KETENTUAN TUGAS | Ketik ulang seluruh tulisan tentang empat pulau di Aceh Singkil ini tanpa mengubah satu huruf pun.

KUTIPAN |

4 Pulau di Aceh Singkil yang Kembali Menyatukan dan Membangkitkan Solidaritas Kita

KISRUH penetapan empat pulau di wilayah Aceh Singkil ke Sumatera Utara oleh pemerintah pusat sempat mengejutkan banyak orang. Bahkan, banyak yang merasa seperti tertampar saat bangun tidur bukan karena mimpi buruk, tapi karena realita yang lebih pahit dari kopi Gayo tanpa gula. Tapi, di tengah gemuruh rasa kecewa dan marah, ada sesuatu yang diam-diam tumbuh dan mekar di hati orang Aceh kebersamaan yang kembali hidup.

Ya, mungkin 4 pulau di Aceh Singkil yang secara administratif saat ini masih diperdebatkan, tapi yang kita dapatkan lebih besar, kesadaran kolektif, semangat solidaritas, dan kekompakan lintas golongan yang sebelumnya jarang kita lihat dalam skala sebesar ini.
4 Pulau di Aceh Singkil yang Kembali Menyatukan
Sebelum kekisruhan ini mencuat, jujur saja, banyak dari kita sibuk dengan urusan masing-masing. Politisi sendiri-sendiri, rakyat apatis, aktivis kadang dicibir, dan pemerintah daerah dituduh lamban. Tapi siapa sangka, ketika keputusan pusat menetapkan 4 pulau di Aceh Singkil yang secara sejarah, budaya, dan aktivitas sosial jelas merupakan bagian dari Aceh justru "dipindahkan" ke Sumut, gelombang kebersamaan itu kembali menggelegar.

[Butir dataset tersimpan]

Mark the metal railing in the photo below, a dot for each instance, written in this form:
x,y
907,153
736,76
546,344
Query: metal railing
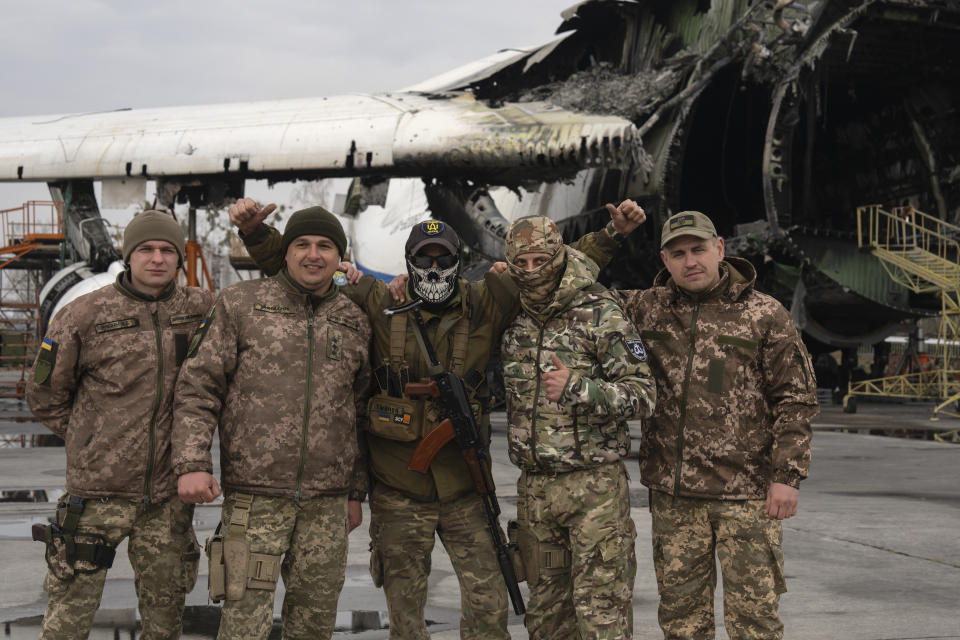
x,y
922,253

JAWABAN BERIKUT |
4 Pulau di Aceh Singkil yang Kembali Menyatukan dan Membangkitkan Solidaritas Kita

KISRUH penetapan empat pulau di wilayah Aceh Singkil ke Sumatera Utara oleh pemerintah pusat sempat mengejutkan banyak orang. Bahkan, banyak yang merasa seperti tertampar saat bangun tidur bukan karena mimpi buruk, tapi karena realita yang lebih pahit dari kopi Gayo tanpa gula. Tapi, di tengah gemuruh rasa kecewa dan marah, ada sesuatu yang diam-diam tumbuh dan mekar di hati orang Aceh kebersamaan yang kembali hidup.

Ya, mungkin 4 pulau di Aceh Singkil yang secara administratif saat ini masih diperdebatkan, tapi yang kita dapatkan lebih besar, kesadaran kolektif, semangat solidaritas, dan kekompakan lintas golongan yang sebelumnya jarang kita lihat dalam skala sebesar ini.
4 Pulau di Aceh Singkil yang Kembali Menyatukan
Sebelum kekisruhan ini mencuat, jujur saja, banyak dari kita sibuk dengan urusan masing-masing. Politisi sendiri-sendiri, rakyat apatis, aktivis kadang dicibir, dan pemerintah daerah dituduh lamban. Tapi siapa sangka, ketika keputusan pusat menetapkan 4 pulau di Aceh Singkil yang secara sejarah, budaya, dan aktivitas sosial jelas merupakan bagian dari Aceh justru "dipindahkan" ke Sumut, gelombang kebersamaan itu kembali menggelegar.